→ What is expected
Print the data exactly. Omit the pictures.

→ Supplied entries

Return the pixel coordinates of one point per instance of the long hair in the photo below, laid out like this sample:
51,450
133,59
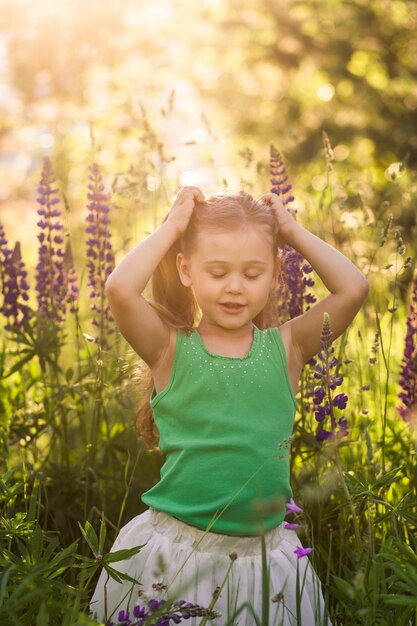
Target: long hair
175,303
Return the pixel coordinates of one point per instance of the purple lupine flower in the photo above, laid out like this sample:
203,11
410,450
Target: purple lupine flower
140,611
71,279
291,294
123,616
14,286
324,403
50,281
292,507
300,551
179,610
408,372
100,255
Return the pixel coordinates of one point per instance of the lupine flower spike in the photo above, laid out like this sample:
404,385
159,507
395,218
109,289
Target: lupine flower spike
71,279
291,295
177,612
324,402
13,285
408,373
99,252
50,280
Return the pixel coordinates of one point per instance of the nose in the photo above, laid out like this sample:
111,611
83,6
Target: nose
234,285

→ Completed task
Return the pixel coordinates of one point per instance of the long hair in the photo below, laid out like this sample:
51,450
133,59
Target: long hair
175,303
Return the pixel coordinates of one point per instance of the purple lupine flower in the photo above, laid out like this sample:
203,11
410,450
Target: purple lupine flower
140,611
71,279
291,294
123,616
14,286
324,403
50,281
292,507
300,551
179,610
408,372
100,255
Return the pixel coordinates of one point per instance of the lupine flower spike in the photo above, laid out like this sample:
404,385
159,507
395,218
109,289
Target: lupine flower spike
71,279
291,295
177,612
324,402
13,285
408,373
99,252
50,280
Return the pixel coordinates of one point per instance of the nose in the photo above, laid out like this sample:
111,611
83,6
Target: nose
234,285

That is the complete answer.